- _Your assignment_
Print every entry, word for word, and skip the images.

Image-grounded pointing data:
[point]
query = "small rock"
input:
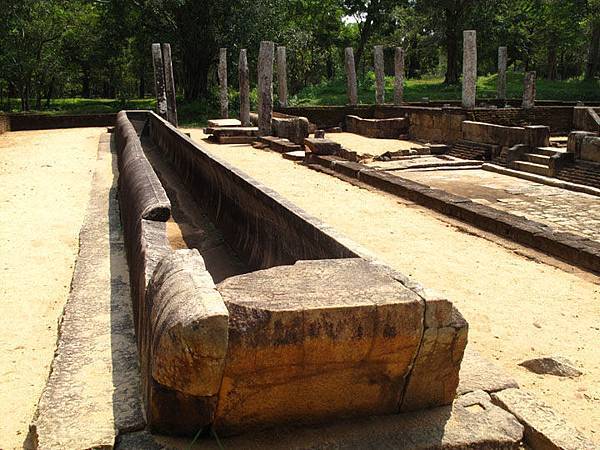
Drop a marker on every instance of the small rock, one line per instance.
(551, 365)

- _Output for this task_
[point]
query = "small rock"
input:
Drop a marker on every instance of the small rock, one line per instance.
(551, 365)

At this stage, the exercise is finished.